(Referring expression data)

────

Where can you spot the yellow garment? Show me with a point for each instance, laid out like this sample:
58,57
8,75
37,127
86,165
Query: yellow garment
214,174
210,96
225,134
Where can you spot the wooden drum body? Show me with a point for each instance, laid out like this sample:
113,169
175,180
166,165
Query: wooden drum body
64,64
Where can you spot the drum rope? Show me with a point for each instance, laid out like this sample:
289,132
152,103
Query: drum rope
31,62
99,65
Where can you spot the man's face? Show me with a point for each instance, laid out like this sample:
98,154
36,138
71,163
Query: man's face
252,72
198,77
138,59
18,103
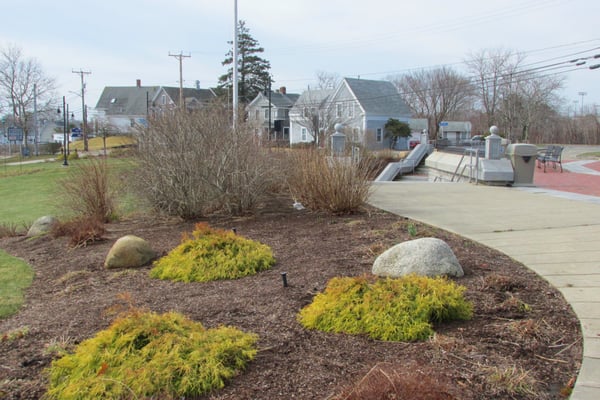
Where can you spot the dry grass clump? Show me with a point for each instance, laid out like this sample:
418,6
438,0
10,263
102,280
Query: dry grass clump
210,254
147,355
384,381
401,309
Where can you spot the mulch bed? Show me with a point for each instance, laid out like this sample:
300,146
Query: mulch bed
523,332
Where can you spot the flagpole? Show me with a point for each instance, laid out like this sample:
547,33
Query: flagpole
235,64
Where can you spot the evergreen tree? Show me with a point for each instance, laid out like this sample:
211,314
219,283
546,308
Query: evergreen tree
253,71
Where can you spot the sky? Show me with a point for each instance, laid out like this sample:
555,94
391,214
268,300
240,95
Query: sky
122,41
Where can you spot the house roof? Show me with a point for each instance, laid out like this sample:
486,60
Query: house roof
126,100
134,100
378,97
278,99
281,100
314,98
202,95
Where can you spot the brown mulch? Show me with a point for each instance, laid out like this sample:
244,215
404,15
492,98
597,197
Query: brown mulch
524,341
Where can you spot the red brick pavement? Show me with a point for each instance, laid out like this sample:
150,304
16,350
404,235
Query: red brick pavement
569,181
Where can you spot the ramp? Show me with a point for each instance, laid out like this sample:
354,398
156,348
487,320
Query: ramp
408,165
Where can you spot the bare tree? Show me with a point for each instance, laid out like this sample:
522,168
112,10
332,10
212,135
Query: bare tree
22,80
493,76
327,80
436,94
531,103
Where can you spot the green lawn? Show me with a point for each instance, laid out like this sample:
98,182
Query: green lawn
15,276
30,191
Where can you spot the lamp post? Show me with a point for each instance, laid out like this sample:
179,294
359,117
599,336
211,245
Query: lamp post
65,113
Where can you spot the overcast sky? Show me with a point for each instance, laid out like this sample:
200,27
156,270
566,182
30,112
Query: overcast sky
121,41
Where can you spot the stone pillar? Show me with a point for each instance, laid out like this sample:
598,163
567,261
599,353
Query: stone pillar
493,145
424,137
338,141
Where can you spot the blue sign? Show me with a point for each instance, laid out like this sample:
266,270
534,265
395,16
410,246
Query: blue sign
15,134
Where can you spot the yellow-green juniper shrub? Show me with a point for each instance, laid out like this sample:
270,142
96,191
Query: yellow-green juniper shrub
144,354
402,309
211,254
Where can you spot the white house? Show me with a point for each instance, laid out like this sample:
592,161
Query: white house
270,112
124,107
362,106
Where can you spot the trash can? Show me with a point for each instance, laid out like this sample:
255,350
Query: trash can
522,157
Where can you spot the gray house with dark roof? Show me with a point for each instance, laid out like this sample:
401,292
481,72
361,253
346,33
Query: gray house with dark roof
124,107
363,106
272,111
311,115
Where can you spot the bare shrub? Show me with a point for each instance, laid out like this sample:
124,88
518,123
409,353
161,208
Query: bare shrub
193,164
339,185
81,231
88,192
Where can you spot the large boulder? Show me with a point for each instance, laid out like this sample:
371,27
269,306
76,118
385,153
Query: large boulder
426,257
42,226
129,252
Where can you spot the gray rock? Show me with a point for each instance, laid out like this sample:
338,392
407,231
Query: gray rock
42,226
426,257
129,252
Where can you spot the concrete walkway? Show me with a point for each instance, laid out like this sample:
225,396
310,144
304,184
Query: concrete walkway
553,233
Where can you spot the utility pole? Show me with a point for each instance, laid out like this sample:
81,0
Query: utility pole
83,108
180,57
35,121
582,94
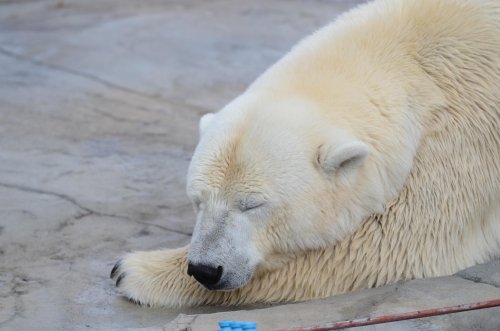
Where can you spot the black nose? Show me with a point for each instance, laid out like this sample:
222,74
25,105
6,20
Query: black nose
205,274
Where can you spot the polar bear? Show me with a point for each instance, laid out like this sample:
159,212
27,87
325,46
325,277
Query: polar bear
369,154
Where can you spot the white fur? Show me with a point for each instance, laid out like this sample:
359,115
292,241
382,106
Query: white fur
369,154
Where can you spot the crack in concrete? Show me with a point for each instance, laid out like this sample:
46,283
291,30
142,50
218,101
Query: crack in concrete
100,80
58,195
477,280
87,211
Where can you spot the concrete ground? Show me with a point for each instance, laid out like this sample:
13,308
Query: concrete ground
99,107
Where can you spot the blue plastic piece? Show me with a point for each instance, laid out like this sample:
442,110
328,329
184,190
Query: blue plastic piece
249,326
225,324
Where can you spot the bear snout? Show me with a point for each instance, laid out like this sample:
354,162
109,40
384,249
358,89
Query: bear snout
206,275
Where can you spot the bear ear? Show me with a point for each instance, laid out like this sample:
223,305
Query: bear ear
205,120
343,158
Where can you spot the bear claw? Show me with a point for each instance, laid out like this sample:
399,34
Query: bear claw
119,279
115,269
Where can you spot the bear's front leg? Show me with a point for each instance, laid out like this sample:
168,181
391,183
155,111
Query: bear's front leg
159,278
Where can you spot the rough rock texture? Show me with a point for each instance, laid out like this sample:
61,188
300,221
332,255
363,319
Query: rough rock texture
398,298
99,108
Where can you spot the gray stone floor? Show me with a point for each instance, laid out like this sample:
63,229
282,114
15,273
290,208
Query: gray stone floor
99,107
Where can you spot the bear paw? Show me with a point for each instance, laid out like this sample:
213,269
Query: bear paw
153,278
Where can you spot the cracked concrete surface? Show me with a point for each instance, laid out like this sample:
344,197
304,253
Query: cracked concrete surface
99,108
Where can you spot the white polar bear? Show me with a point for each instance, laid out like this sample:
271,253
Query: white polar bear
369,154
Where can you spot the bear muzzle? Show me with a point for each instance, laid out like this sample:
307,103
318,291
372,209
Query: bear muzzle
206,275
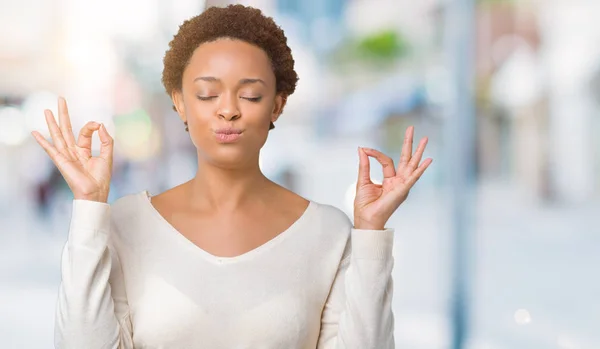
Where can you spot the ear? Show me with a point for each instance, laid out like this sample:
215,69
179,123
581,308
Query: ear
280,101
178,105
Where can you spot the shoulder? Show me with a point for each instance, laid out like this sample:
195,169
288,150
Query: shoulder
331,219
127,209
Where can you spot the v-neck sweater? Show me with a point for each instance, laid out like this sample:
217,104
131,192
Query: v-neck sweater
131,280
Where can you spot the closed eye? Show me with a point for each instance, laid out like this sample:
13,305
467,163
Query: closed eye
253,99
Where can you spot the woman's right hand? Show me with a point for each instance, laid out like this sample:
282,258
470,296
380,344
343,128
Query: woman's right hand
87,176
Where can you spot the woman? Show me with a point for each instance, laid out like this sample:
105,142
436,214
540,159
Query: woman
228,259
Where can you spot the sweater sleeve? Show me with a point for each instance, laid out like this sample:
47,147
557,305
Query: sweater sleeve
358,310
91,309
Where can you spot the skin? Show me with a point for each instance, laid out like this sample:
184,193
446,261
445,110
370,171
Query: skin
229,83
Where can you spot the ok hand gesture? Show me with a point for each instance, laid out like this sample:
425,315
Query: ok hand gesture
87,176
375,203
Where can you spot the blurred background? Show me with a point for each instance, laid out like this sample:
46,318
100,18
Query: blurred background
497,243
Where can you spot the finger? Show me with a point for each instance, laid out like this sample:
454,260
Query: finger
57,138
406,148
416,158
364,168
419,171
386,162
65,122
49,148
107,142
84,141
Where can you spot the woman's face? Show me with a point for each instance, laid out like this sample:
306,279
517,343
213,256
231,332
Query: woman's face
228,87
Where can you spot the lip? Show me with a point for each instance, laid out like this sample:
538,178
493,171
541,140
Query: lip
228,135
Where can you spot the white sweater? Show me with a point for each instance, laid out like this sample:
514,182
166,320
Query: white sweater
130,280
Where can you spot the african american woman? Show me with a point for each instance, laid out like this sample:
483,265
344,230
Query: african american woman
228,259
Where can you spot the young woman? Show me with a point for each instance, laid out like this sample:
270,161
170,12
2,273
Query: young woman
228,259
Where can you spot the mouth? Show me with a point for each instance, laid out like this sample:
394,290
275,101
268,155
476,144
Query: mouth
228,135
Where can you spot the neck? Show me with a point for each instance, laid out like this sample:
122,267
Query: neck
222,189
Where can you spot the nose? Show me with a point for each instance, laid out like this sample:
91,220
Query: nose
228,108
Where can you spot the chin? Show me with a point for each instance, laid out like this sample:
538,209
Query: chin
231,159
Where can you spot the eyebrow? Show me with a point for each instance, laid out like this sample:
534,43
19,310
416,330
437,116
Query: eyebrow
245,81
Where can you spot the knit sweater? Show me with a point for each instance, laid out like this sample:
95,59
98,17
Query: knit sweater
131,280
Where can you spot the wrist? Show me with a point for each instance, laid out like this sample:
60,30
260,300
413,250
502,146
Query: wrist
364,225
96,197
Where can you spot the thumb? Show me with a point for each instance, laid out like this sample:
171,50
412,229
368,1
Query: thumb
364,168
106,146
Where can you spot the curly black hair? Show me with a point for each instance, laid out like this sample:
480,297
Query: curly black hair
238,22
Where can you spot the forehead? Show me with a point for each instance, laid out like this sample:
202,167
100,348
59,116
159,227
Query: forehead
228,58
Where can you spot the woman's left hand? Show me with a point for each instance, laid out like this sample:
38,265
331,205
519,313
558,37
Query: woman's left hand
374,203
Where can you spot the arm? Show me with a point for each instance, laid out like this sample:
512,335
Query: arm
358,311
91,310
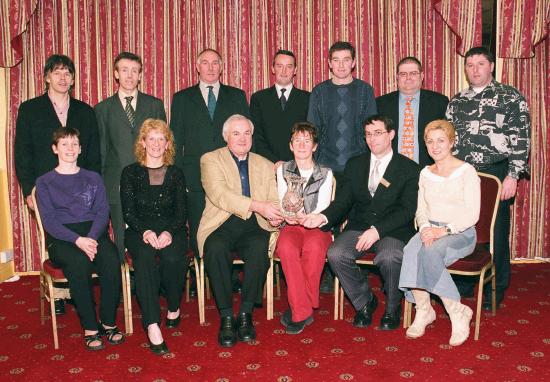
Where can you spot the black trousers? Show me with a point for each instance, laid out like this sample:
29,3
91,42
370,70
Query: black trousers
389,256
195,207
153,268
78,270
501,239
251,242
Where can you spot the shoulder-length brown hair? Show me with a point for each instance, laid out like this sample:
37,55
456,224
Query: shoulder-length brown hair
159,125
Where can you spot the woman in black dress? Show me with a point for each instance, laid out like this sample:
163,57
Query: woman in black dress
152,194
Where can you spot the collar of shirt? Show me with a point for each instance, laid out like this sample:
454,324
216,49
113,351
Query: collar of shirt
122,95
403,97
384,162
203,86
287,92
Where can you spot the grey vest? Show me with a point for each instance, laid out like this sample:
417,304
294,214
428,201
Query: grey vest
311,190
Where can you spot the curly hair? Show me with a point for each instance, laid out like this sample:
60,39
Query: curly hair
158,125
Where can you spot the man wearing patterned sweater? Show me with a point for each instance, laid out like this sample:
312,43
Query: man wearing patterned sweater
493,127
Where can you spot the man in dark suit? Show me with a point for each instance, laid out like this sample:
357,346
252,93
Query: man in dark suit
197,116
38,118
119,118
411,109
378,193
274,110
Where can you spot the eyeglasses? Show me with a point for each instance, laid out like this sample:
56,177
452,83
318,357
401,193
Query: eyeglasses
376,134
408,74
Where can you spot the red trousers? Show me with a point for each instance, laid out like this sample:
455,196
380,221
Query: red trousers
302,252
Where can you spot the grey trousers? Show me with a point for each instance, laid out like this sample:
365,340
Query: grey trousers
389,255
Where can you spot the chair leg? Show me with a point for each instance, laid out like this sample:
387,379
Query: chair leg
187,285
52,312
42,297
201,281
341,304
494,291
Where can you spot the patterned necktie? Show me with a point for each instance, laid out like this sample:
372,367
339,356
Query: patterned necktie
374,177
130,112
211,102
283,98
407,140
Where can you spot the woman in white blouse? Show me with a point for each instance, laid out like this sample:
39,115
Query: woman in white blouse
302,250
448,209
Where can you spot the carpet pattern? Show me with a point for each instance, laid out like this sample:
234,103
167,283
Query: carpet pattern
513,346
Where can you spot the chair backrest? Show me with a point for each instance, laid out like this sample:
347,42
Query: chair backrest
490,198
41,234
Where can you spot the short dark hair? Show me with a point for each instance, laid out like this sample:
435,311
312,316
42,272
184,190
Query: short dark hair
388,123
210,50
409,60
128,56
305,127
341,45
480,50
286,53
64,132
56,61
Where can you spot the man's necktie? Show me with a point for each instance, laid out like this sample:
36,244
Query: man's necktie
129,110
407,140
211,102
374,177
283,98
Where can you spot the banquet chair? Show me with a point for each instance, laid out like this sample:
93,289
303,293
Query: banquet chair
51,273
126,287
479,263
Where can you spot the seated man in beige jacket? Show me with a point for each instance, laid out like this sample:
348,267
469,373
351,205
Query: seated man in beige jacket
241,208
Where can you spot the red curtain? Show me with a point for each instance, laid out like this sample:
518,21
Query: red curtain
168,34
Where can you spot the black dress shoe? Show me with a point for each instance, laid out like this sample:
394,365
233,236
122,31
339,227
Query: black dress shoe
227,336
390,320
363,317
59,306
173,322
245,327
159,349
487,302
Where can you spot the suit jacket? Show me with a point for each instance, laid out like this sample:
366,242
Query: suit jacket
36,122
222,185
392,208
272,124
195,132
432,106
117,136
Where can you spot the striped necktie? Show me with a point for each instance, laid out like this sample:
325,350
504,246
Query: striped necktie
130,112
283,98
211,102
407,140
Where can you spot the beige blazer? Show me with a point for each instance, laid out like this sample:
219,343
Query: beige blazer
222,185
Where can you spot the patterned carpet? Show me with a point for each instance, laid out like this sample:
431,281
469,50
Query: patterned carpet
513,346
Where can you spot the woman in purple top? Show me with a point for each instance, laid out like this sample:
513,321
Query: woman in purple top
75,213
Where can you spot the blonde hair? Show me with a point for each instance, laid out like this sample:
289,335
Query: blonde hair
441,124
159,125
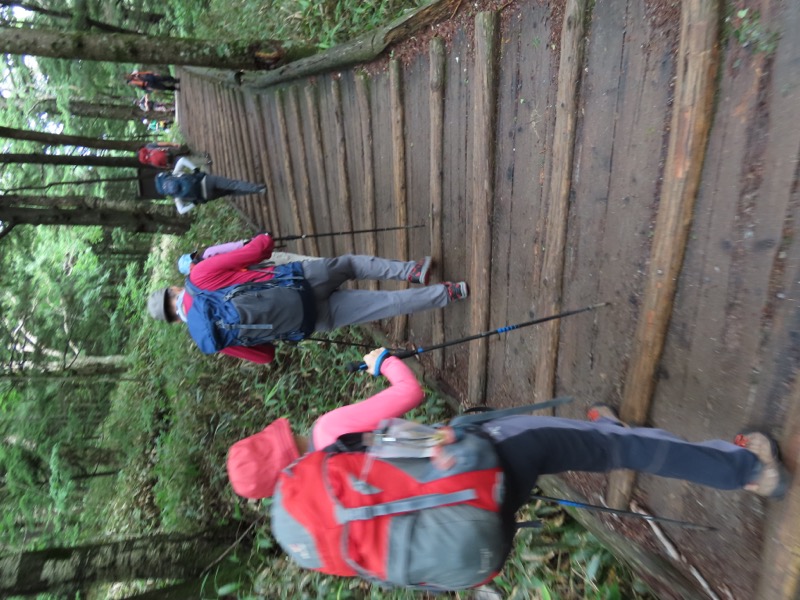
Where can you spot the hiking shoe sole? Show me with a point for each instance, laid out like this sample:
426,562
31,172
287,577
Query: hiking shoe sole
772,480
456,291
421,272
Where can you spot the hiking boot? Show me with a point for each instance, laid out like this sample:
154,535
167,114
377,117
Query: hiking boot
421,272
604,412
456,291
772,480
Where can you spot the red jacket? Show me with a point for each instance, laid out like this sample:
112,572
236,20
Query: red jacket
228,269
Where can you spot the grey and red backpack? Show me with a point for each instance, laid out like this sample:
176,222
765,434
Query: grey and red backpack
398,521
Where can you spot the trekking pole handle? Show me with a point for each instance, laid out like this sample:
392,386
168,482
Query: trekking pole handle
355,366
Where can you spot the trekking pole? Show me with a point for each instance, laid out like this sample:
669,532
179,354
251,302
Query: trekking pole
355,366
340,342
624,513
305,236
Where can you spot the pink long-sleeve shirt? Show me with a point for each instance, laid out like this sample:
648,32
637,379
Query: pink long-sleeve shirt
403,395
222,270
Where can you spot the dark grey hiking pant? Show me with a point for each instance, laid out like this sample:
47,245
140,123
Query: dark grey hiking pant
216,186
530,446
339,308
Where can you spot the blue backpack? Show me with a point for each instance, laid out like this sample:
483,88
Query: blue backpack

────

Task brief:
Say again, word for word, the lines beginning at the top of the data and ending with the line that has "Where can you spot the flagpole?". Skip the pictures.

Expected output:
Where can you spot the yellow garment? Show me with a point for each instance, laid out like this sample:
58,57
8,75
37,127
86,165
Query: yellow garment
214,174
210,96
225,134
Where can you spot the wooden drum body? Show me with a point for each instance, laid out like this sample:
113,169
175,180
166,165
Query: wooden drum body
64,64
Where can you spot the drum rope? Show me with a point for each instance, laid out like this sample:
289,132
152,103
Query: drum rope
31,62
99,65
Where can you spot the man's face? Show me with a point for each instance, laid out like this sample:
98,154
36,138
71,163
Query: man's face
252,72
198,77
138,59
18,103
Where can you spot the dry grass clump? Show me with a point for each instance, laid out like this sample:
418,6
438,0
10,263
102,280
Query: dry grass clump
210,254
147,355
384,381
401,309
Where can you spot the mulch bed? Show me with a point for each instance, laid out like this sample:
300,146
Query: mulch bed
523,332
Where can you spot the flagpole? Show me with a point for each instance, laid out like this sample:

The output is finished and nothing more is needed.